PASSAGE PROVIDED:
****************************************
The Bribery Act clarifies and simplifies the pre-existing law on bribery, creating a new legal framework to combat bribery in the private and public sectors. It is aimed at corporate activity but it also applies to trustees of individual pension schemes.
What does the Bribery Act prohibit?
The Act creates four criminal offences, three of which are relevant for trustees of pension schemes. Essentially these offences are: giving a bribe; taking a bribe; and the failure of a corporate organisation to prevent bribery by someone associated with it. The first two apply to individuals; the final offence is a corporate offence.
A bribe is very widely defined as "a financial or other advantage", so it can include such matters as corporate hospitality or gifts.
The penalties for breaching the Act are: for an individual on conviction, up to 10 years imprisonment or an unlimited fine or both; and for a company, unlimited fines which can be imposed on both the company and its individual directors. A couple of cases concerning bribery (although not under the Act) have recently come before the courts and substantial penalties have been imposed.
This may all sound very scary for trustees seeking to do, and continuing to do, an increasingly difficult job. However, the Ministry of Justice has confirmed that it is not the intention to stop ordinary proportionate hospitality from taking place. It is recognised that there is a need to build relationships in the business world and that principally remains acceptable. What needs to be shown, if there is to be an offence under the Act, is an intention to influence to gain or retain a business advantage.
****************************************
LISTED RECORDS:
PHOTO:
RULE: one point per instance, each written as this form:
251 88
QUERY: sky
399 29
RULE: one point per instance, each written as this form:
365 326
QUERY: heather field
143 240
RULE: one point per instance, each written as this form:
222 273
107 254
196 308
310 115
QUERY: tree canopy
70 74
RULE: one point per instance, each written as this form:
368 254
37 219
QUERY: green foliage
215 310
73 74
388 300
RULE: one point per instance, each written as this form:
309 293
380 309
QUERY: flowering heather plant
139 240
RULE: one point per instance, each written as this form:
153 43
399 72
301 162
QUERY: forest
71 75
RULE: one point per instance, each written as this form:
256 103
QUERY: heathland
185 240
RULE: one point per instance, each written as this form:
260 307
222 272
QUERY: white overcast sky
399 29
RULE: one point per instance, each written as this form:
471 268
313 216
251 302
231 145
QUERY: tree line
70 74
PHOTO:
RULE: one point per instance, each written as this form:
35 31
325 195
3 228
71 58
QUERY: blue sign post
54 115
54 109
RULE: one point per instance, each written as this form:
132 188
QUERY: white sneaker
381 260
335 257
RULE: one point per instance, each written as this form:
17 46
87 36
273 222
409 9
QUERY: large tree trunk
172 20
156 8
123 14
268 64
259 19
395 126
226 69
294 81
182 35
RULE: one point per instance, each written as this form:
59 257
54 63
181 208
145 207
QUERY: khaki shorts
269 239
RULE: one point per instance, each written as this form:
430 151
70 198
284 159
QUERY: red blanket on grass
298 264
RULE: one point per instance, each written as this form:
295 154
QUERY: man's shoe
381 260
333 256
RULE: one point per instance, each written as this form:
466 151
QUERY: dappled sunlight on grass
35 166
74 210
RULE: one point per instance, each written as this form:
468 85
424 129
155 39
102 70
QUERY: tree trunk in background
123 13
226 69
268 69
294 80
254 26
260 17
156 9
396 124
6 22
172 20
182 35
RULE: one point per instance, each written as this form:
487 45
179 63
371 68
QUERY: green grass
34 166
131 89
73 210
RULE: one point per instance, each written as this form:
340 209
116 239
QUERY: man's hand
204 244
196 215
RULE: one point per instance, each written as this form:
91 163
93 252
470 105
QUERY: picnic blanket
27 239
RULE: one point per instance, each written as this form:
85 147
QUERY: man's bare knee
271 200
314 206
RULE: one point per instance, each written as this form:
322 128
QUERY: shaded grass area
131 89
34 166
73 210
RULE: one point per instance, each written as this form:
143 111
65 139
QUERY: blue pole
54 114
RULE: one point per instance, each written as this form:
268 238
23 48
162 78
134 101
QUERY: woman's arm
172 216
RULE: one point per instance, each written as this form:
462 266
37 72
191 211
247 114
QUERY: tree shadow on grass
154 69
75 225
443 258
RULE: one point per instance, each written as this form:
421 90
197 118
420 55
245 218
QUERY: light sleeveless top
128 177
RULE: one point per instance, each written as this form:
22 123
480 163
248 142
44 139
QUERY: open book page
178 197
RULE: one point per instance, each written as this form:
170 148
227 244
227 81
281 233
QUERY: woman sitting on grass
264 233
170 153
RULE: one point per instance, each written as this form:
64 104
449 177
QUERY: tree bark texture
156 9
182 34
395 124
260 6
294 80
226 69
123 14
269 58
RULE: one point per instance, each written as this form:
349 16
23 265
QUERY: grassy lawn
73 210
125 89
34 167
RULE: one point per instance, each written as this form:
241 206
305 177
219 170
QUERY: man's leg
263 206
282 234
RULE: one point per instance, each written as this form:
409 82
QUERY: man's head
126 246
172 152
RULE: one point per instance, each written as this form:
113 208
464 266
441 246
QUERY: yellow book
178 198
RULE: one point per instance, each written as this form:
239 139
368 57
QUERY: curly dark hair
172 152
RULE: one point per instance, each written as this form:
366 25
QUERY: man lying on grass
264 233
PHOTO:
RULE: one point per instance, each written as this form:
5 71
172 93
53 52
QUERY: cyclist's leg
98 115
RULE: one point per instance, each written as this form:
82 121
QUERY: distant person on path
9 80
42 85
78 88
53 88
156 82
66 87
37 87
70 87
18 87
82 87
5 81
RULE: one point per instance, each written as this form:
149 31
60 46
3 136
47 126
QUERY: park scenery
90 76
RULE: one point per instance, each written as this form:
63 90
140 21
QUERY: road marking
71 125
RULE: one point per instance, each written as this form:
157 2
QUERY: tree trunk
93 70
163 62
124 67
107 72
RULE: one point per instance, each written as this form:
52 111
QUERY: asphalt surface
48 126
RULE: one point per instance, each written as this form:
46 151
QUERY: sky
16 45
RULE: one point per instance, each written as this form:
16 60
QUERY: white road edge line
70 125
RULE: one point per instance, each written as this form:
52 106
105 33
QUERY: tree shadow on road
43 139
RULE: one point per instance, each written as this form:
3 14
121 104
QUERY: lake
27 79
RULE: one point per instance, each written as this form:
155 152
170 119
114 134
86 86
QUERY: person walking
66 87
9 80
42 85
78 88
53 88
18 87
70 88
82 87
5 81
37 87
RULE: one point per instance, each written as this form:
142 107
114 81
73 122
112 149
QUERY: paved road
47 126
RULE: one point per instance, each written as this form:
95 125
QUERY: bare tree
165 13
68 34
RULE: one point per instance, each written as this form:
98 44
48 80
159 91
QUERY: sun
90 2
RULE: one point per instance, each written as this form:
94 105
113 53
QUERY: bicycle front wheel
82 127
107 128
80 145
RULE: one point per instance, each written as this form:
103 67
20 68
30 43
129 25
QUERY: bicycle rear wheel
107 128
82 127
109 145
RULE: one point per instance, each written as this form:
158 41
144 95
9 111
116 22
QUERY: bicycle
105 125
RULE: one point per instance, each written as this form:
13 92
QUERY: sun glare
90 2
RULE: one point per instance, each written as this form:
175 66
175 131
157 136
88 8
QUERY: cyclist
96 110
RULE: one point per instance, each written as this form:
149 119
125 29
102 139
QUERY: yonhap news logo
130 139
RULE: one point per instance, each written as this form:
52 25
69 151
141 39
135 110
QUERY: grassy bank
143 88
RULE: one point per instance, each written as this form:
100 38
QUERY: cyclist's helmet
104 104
****************************************
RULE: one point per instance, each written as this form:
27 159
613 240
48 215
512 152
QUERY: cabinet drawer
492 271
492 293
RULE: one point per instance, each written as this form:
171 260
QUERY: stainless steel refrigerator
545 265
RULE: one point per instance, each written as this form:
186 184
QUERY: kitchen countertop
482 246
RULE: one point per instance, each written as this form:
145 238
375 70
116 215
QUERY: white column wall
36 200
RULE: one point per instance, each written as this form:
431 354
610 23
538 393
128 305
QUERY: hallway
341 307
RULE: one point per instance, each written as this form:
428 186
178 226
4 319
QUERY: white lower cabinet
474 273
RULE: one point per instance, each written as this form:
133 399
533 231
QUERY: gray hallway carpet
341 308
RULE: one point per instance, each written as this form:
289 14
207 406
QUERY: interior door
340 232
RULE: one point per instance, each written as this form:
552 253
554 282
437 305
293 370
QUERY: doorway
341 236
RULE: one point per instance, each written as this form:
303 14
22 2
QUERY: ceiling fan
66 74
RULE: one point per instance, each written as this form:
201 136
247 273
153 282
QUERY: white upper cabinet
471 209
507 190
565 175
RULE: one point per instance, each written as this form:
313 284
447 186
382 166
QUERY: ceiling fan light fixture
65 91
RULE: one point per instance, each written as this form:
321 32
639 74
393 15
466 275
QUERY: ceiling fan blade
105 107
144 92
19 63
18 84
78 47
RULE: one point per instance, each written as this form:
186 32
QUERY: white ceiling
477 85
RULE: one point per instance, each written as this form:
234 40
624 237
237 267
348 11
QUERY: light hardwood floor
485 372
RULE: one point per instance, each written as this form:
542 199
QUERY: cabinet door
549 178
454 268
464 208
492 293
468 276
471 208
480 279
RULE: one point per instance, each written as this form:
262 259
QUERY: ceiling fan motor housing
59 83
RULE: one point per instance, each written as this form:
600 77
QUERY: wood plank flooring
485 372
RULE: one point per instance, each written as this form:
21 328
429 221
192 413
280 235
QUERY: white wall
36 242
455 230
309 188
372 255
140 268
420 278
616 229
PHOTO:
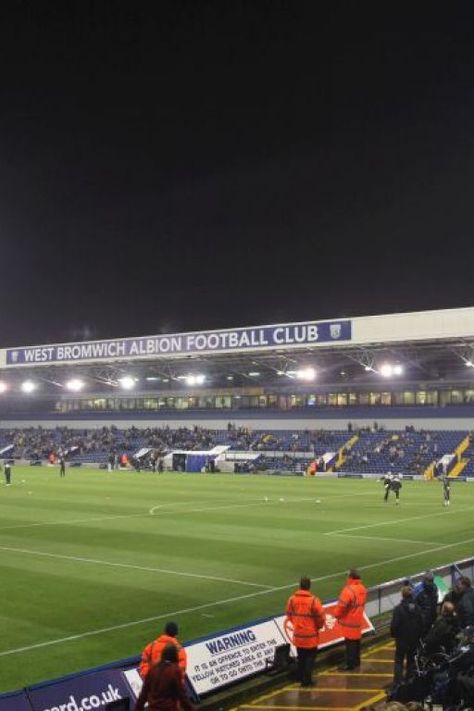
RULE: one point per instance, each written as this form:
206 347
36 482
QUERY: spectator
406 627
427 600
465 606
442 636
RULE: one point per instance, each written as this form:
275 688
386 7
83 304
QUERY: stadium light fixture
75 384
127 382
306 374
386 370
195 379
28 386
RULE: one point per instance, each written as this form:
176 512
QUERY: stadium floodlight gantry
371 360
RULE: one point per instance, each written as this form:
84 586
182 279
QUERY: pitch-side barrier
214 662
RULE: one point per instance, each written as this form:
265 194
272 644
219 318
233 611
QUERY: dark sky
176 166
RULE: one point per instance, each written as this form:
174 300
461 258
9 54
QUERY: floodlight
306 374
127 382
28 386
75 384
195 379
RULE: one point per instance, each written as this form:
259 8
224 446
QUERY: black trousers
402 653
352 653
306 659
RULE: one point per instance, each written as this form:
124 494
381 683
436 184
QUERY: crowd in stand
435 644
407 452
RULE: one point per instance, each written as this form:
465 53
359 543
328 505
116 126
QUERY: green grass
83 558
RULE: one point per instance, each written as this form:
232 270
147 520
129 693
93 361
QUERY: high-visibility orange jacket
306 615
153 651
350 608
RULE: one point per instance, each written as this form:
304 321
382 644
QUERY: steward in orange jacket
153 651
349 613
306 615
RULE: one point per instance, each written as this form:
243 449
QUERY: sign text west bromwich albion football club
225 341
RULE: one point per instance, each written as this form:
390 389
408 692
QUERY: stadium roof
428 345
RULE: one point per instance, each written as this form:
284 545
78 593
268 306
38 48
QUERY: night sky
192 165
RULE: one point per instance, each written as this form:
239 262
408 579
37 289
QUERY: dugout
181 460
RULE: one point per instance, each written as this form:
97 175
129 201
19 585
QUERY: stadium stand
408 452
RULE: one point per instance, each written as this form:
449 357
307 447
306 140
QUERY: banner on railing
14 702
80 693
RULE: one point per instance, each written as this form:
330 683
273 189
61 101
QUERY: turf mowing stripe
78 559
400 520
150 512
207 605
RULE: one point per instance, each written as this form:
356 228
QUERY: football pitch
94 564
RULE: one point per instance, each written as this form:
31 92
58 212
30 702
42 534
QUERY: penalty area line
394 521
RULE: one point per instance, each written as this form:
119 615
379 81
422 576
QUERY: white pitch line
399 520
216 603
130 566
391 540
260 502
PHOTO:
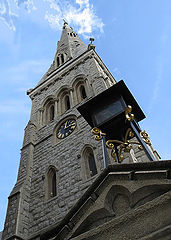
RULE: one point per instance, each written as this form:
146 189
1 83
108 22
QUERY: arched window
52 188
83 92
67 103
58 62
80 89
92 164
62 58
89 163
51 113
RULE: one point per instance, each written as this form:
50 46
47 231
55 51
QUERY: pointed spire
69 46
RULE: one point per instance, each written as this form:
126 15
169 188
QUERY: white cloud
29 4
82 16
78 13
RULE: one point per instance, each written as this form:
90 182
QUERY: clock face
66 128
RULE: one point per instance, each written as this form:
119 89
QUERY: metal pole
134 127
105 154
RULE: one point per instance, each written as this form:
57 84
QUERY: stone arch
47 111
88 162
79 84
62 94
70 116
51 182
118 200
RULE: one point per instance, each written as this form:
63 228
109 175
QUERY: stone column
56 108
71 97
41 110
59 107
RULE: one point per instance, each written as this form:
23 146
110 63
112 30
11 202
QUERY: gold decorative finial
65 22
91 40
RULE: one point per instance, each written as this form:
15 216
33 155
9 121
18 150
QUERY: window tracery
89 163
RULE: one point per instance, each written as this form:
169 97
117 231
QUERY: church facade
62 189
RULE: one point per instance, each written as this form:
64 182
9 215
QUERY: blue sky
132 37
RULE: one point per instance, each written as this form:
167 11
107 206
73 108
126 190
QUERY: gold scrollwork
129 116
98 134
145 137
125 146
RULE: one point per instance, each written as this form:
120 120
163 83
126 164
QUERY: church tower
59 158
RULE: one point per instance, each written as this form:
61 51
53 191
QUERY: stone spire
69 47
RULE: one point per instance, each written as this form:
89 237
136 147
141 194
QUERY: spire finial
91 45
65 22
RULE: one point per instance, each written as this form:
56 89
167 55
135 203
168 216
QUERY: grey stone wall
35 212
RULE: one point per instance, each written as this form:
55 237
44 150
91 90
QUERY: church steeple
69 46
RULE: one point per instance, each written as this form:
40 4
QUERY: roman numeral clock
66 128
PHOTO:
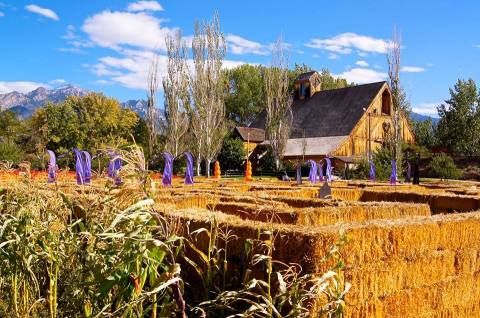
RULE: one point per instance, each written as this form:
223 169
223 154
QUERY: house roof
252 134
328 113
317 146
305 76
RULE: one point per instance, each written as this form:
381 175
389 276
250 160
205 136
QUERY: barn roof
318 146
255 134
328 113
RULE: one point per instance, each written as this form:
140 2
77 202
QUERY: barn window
****************************************
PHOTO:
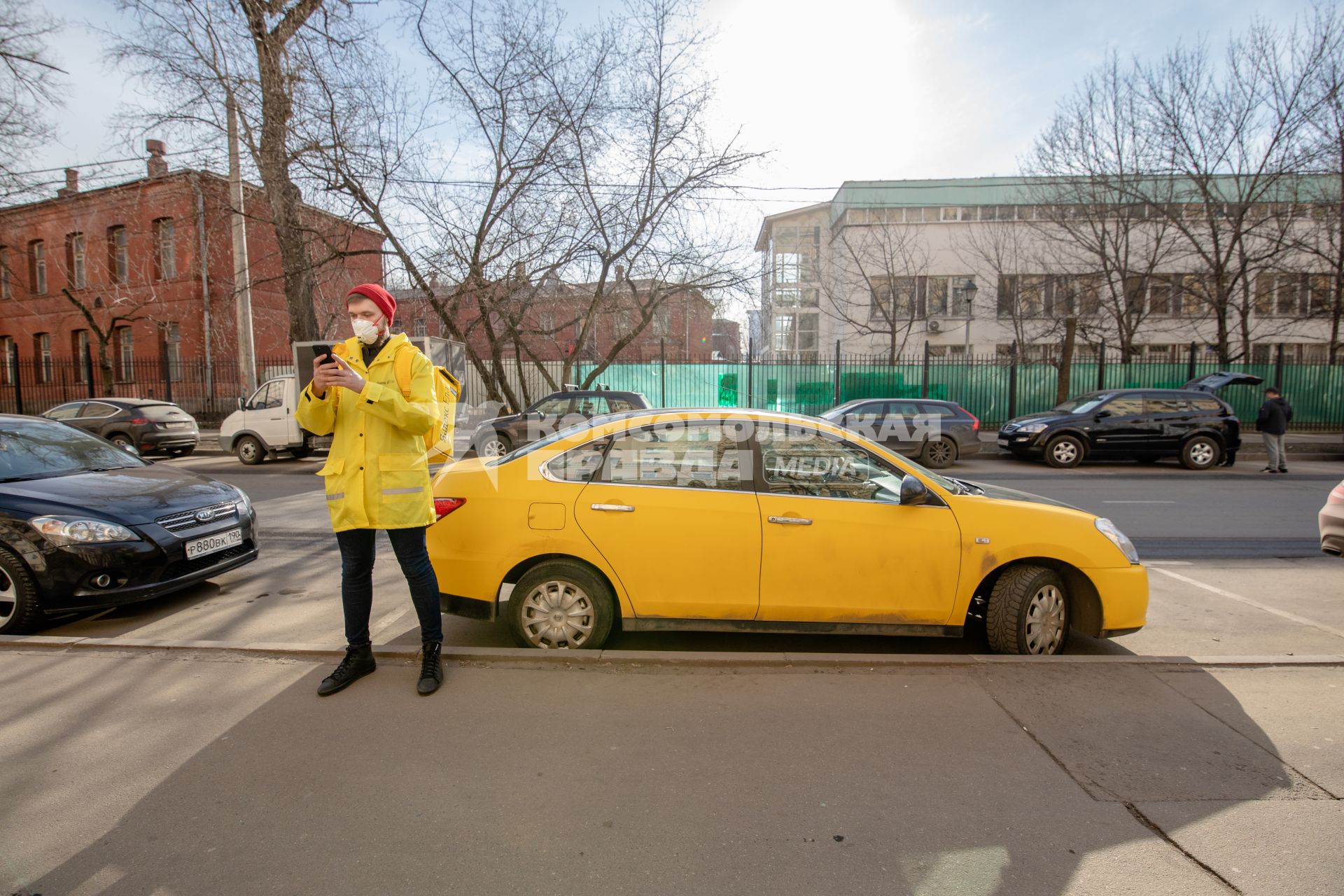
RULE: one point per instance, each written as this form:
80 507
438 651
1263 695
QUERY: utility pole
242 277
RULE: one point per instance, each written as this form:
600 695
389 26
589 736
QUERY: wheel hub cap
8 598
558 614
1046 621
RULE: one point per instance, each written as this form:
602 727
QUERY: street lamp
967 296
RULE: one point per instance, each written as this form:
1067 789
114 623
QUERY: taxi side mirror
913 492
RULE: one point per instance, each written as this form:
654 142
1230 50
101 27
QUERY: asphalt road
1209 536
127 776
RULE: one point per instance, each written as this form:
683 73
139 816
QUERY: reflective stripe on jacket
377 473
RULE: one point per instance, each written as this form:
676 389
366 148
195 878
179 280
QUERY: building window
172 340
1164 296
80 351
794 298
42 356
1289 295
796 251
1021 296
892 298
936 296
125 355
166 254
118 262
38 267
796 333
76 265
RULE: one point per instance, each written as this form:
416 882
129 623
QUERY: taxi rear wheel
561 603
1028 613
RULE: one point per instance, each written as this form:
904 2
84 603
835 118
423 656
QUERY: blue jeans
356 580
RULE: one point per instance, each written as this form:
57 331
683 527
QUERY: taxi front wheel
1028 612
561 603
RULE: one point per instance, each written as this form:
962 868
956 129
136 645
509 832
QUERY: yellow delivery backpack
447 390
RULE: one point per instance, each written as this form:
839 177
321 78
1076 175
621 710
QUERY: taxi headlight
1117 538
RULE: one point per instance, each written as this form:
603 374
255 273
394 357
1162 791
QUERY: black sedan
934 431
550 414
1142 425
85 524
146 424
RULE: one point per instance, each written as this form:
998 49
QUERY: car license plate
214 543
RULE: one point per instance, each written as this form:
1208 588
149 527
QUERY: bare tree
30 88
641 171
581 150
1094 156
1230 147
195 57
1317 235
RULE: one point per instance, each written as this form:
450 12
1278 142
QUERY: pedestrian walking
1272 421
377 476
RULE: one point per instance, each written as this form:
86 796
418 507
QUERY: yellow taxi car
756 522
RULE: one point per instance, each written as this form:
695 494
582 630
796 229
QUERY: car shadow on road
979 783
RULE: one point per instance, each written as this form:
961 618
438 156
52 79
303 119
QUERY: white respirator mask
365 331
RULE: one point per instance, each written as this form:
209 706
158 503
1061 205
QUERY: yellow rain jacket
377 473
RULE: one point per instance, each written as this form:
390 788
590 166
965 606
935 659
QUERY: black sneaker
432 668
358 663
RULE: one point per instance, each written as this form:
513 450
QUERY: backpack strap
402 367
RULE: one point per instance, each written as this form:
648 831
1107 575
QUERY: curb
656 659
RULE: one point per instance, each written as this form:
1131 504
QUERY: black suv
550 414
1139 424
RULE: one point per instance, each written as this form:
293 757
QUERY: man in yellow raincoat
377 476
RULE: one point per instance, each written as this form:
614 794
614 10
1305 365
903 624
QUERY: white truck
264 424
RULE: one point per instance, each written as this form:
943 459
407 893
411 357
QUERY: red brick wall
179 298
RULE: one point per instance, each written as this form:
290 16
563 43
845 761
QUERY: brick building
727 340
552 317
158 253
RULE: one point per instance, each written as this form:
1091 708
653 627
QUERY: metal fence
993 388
****************************************
YOUR INSTRUCTIONS:
Using the Bribery Act passage, answer these:
(a) How many criminal offenses does the Act create, and how many of them are relevant for pension scheme trustees?
(b) What is the longest prison term an individual can receive on conviction?
(c) According to the last paragraph, what must be shown for there to be an offense under the Act?

ANSWER SPACE:
(a) Four offenses, three of which are relevant for pension scheme trustees.
(b) Up to 10 years.
(c) An intention to influence to gain or retain a business advantage.